* _WHAT TO PRODUCE_:
Show each line in the rows below that contains the string "blurred", copying the line in full.

* _RECORDS PROVIDED_:

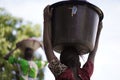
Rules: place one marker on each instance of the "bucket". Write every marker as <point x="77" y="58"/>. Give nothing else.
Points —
<point x="75" y="23"/>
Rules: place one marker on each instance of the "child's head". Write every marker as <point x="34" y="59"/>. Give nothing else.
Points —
<point x="69" y="56"/>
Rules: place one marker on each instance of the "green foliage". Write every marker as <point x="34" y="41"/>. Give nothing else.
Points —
<point x="12" y="30"/>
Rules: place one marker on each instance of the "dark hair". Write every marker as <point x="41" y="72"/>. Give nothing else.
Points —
<point x="28" y="53"/>
<point x="69" y="56"/>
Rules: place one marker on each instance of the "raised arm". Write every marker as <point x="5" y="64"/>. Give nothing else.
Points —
<point x="47" y="35"/>
<point x="92" y="54"/>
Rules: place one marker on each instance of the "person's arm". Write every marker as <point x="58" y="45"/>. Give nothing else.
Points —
<point x="47" y="35"/>
<point x="92" y="54"/>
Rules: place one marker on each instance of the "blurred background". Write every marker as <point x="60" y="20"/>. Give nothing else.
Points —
<point x="21" y="19"/>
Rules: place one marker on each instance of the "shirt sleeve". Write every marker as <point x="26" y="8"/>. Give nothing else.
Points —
<point x="57" y="67"/>
<point x="88" y="67"/>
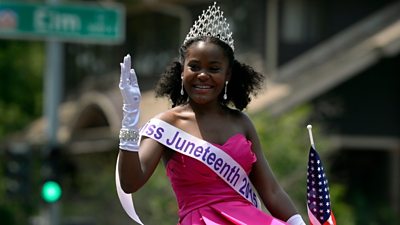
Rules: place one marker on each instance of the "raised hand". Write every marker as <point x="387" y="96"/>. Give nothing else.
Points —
<point x="128" y="83"/>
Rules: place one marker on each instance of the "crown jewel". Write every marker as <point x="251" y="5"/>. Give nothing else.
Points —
<point x="211" y="23"/>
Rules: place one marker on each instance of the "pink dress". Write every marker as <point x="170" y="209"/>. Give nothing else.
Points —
<point x="205" y="199"/>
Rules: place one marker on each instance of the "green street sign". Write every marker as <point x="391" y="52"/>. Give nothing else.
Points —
<point x="100" y="23"/>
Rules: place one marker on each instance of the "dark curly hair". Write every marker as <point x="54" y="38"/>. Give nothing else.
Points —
<point x="244" y="80"/>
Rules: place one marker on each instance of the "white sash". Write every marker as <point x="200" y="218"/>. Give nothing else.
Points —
<point x="213" y="157"/>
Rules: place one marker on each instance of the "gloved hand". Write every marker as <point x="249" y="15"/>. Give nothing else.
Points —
<point x="296" y="220"/>
<point x="128" y="85"/>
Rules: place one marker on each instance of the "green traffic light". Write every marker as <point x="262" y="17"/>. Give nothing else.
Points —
<point x="51" y="191"/>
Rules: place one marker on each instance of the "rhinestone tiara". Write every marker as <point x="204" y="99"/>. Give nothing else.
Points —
<point x="211" y="23"/>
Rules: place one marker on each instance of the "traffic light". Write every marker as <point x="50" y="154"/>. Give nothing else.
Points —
<point x="51" y="189"/>
<point x="18" y="165"/>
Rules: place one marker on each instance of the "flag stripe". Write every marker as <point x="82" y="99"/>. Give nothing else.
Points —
<point x="318" y="198"/>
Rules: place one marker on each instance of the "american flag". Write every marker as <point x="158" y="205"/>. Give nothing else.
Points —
<point x="318" y="198"/>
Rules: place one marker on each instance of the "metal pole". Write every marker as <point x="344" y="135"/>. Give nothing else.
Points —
<point x="271" y="50"/>
<point x="53" y="90"/>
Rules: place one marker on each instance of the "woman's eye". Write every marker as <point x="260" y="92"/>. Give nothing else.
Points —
<point x="194" y="67"/>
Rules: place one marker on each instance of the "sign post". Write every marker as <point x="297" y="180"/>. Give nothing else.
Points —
<point x="56" y="23"/>
<point x="91" y="23"/>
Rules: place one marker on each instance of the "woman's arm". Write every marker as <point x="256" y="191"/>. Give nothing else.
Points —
<point x="136" y="162"/>
<point x="135" y="168"/>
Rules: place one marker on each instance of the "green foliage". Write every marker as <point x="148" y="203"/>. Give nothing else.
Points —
<point x="21" y="72"/>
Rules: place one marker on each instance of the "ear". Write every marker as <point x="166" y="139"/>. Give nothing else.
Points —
<point x="229" y="74"/>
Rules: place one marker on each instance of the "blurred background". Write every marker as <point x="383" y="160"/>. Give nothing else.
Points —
<point x="333" y="64"/>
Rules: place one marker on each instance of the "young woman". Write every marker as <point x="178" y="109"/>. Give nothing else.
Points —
<point x="210" y="147"/>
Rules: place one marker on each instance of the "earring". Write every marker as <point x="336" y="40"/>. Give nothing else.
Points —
<point x="182" y="92"/>
<point x="226" y="90"/>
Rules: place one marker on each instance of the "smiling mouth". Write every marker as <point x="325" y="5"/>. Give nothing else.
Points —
<point x="204" y="87"/>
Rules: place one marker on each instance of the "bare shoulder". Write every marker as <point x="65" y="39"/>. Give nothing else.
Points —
<point x="245" y="123"/>
<point x="171" y="116"/>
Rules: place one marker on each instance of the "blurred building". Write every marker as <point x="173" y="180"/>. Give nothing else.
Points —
<point x="341" y="57"/>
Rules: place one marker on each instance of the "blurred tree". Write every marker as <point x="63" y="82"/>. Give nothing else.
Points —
<point x="21" y="73"/>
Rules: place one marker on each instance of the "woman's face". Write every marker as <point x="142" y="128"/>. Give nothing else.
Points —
<point x="205" y="70"/>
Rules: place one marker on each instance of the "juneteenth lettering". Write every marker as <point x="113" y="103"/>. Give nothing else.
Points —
<point x="204" y="153"/>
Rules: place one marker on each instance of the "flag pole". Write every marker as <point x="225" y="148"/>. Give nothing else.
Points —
<point x="309" y="127"/>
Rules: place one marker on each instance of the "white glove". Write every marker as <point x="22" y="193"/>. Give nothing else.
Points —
<point x="295" y="220"/>
<point x="128" y="85"/>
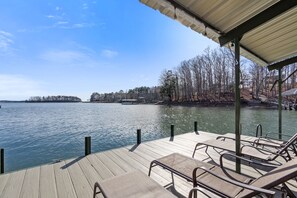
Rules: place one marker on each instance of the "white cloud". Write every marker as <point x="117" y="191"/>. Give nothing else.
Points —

* _RESPONSE TO THE TASK_:
Rules: place one marker on each instance of the "blurred background". Write every marker as <point x="60" y="20"/>. Give nothing else.
Rules: place one marker on each instance of the "blurred background". Write every marker as <point x="383" y="160"/>. Give nothing else.
Rules: place one marker on each instance of the "blurred building". Write every marker as <point x="173" y="180"/>. Give nothing else.
Rules: place one marker on each instance of the "blurred tree". Write every marker as <point x="63" y="82"/>. Give nothing else.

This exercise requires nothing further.